***** Teks Sumber
A. PENGERTIAN ILMU KALAM
Secara Etimologi kalam berarti "pembicaraan", yaitu pembicaraan yang bernalar dengan
menggunakan logika. Jadi ciri-ciri utama Ilmu Kalam itu adalah rasionalitas dan
logis. Kata kalam pada awalnya memang dimaksudkan sebagai terjemahan dari kata
"logos" yang diadopsi dari bahaa Yunani yang berarti "pembicaraan". Dari kata
inilah muncul istilah logika dan logis yang diterjemahkan ke dalam bahasa Arab
dengan istilah mantiq, sehingga ilmu logika (khususnya logika
formal/sillogisme) dinamakan mantiq. Karena diadopsi dari bahasa Yunani, maka
kerangka pemikiran Yunani memberikan kontribusi yang besar untuk memperkaya
Ilmu Kalam.
Secara terminologi KALAM adalah :
Syekh Muhammad Abduh
Ilmu Kalam adalah ilmu yang membahas tentang Wujud Allah, sifat-sifat
wajib yang ada bagi-Nya, sifat-sifat jaiz yang disifatkan bagi-Nya dan
sifat-sifat yang tidak ada bagi-Nya. Selain itu ilmu kalam juga membahas
tentang rasul-rasul Allah untuk menetapkan kebenaran risalahnya, apa yang wajib
pada dirinya, hal-hal jaiz yang dihubungkan kepada diri mereka dan hal-hal
terlarang yang dihubungkan kepada diri mereka .
**********
***** Data Tercatat
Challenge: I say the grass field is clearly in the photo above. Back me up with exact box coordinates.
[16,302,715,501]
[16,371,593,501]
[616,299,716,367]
**********
▸ Tugas Tertulis
Tulis ulang bagian teks tentang Ilmu Kalam yang dimulai dari "A. PENGERTIAN ILMU" dan berakhir pada "Ilmu Kalam.". Ganti "mantiq" dengan "manthiq".

▸ Jawaban
A. PENGERTIAN ILMU KALAM
Secara Etimologi kalam berarti "pembicaraan", yaitu pembicaraan yang bernalar dengan
menggunakan logika. Jadi ciri-ciri utama Ilmu Kalam itu adalah rasionalitas dan
logis. Kata kalam pada awalnya memang dimaksudkan sebagai terjemahan dari kata
"logos" yang diadopsi dari bahaa Yunani yang berarti "pembicaraan". Dari kata
inilah muncul istilah logika dan logis yang diterjemahkan ke dalam bahasa Arab
dengan istilah manthiq, sehingga ilmu logika (khususnya logika
formal/sillogisme) dinamakan manthiq. Karena diadopsi dari bahasa Yunani, maka
kerangka pemikiran Yunani memberikan kontribusi yang besar untuk memperkaya
Ilmu Kalam.